* [Stated goal]:
Gather every line in the entries below that contains the word "blurred".

* [Input rows]:
/---
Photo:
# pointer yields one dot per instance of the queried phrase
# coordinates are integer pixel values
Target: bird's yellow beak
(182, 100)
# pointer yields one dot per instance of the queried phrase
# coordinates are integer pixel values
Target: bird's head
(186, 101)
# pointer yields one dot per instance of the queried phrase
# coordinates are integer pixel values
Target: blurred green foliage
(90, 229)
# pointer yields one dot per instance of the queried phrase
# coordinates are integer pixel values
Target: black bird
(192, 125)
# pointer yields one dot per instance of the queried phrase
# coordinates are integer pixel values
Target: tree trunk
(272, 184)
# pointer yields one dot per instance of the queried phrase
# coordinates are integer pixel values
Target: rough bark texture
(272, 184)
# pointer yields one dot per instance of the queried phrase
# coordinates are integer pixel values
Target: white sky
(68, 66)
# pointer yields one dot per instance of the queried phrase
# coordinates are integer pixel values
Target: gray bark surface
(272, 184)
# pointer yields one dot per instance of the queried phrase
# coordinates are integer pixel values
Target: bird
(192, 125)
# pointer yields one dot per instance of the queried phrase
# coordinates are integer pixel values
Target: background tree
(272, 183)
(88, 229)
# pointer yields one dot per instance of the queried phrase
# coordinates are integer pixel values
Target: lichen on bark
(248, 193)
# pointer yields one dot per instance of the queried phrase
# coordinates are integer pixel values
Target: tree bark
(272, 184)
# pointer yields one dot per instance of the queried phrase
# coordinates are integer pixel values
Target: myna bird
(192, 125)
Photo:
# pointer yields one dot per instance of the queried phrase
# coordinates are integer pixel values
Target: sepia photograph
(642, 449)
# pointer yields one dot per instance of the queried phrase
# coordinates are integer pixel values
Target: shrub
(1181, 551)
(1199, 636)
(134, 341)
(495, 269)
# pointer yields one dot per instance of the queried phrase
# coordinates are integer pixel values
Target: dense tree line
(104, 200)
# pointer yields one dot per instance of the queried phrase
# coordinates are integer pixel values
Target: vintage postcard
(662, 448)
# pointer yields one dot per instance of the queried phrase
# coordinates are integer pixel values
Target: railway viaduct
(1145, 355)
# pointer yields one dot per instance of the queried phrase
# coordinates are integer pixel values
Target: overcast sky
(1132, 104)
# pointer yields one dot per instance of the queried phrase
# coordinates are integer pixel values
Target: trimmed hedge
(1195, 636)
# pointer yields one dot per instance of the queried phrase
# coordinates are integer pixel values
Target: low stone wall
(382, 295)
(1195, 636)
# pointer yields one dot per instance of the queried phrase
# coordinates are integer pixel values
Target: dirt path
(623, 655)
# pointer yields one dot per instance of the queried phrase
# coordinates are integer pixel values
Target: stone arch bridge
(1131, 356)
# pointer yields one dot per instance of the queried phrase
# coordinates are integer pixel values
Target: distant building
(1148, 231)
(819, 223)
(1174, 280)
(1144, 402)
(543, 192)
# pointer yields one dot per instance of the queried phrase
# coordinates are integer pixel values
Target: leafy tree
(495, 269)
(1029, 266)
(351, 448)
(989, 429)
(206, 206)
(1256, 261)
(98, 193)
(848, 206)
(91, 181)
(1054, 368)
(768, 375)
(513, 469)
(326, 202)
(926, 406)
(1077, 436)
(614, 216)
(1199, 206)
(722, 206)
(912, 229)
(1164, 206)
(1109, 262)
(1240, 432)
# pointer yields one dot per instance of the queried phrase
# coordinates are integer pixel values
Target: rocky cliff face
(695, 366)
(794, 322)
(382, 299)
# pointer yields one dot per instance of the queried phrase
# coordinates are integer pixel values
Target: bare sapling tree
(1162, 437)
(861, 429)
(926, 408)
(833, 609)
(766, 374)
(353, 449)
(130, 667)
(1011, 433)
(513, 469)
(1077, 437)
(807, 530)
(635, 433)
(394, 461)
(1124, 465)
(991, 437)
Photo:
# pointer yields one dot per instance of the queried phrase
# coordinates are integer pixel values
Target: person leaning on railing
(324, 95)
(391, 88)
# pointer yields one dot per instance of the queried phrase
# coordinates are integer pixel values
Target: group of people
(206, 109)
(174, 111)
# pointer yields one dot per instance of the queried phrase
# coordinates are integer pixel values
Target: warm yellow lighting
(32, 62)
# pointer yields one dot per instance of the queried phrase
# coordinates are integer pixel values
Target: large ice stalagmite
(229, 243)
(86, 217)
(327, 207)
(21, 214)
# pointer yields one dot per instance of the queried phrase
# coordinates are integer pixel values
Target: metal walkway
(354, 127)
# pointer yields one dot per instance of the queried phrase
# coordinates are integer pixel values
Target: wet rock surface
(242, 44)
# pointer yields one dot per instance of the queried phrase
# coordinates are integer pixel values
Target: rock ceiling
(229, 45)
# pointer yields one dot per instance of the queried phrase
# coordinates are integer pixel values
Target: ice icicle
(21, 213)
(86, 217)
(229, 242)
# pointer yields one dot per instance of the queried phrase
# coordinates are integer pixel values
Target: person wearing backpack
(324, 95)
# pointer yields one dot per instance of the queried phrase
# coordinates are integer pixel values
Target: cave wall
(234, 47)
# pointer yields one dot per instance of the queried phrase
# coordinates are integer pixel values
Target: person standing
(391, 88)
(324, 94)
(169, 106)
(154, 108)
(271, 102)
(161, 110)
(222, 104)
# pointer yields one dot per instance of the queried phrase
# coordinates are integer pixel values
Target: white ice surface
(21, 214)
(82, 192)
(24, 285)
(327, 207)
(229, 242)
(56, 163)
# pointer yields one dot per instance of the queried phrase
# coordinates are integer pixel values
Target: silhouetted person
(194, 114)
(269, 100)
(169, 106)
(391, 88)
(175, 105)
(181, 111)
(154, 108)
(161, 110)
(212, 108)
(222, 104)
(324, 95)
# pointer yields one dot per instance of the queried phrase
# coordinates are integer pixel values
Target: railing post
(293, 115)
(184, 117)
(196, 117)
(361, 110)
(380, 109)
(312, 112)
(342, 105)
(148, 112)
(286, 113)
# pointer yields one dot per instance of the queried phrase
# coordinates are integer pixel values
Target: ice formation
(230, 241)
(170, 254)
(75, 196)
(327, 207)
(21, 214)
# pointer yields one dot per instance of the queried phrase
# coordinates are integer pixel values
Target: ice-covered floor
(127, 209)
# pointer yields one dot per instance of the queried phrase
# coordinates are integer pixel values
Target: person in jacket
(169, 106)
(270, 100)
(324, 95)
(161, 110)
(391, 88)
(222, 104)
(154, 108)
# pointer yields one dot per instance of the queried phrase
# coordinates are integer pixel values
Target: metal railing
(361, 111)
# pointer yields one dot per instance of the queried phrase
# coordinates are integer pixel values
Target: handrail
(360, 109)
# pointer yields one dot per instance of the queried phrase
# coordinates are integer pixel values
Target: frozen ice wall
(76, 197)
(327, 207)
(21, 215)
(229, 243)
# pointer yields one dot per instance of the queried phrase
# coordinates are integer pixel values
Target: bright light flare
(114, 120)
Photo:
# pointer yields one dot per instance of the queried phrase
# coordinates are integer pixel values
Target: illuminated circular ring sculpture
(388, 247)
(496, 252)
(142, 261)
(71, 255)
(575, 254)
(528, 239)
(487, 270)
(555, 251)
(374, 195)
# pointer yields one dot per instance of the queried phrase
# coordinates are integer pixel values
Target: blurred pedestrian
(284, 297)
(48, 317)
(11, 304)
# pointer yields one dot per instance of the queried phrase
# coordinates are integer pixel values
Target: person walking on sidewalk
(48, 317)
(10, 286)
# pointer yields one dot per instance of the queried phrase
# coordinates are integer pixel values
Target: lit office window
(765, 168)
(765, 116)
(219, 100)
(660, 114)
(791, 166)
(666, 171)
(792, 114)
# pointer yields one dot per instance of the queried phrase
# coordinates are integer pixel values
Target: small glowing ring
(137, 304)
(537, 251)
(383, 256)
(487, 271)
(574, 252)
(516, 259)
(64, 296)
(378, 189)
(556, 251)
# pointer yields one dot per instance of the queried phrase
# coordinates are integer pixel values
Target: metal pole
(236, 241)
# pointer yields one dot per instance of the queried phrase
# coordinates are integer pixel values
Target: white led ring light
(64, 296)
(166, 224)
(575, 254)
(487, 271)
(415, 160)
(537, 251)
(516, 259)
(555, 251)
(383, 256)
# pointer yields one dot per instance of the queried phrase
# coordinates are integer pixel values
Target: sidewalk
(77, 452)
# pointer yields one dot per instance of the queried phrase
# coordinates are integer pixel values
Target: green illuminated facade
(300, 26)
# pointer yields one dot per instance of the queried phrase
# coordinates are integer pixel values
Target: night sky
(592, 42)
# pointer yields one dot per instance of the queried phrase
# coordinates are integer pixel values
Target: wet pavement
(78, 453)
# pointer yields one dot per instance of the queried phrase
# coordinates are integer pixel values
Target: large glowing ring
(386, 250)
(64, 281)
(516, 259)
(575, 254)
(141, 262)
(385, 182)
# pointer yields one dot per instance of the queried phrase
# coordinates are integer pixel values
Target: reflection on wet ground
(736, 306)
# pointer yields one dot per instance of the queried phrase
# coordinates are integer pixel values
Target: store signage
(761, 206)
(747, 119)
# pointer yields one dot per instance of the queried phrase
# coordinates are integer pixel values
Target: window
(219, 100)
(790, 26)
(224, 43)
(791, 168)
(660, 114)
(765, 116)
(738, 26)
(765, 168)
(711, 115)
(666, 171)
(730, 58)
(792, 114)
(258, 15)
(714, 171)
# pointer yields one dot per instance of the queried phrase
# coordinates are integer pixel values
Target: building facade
\---
* [Task solution]:
Target: blurred green foliage
Target: blurred pedestrian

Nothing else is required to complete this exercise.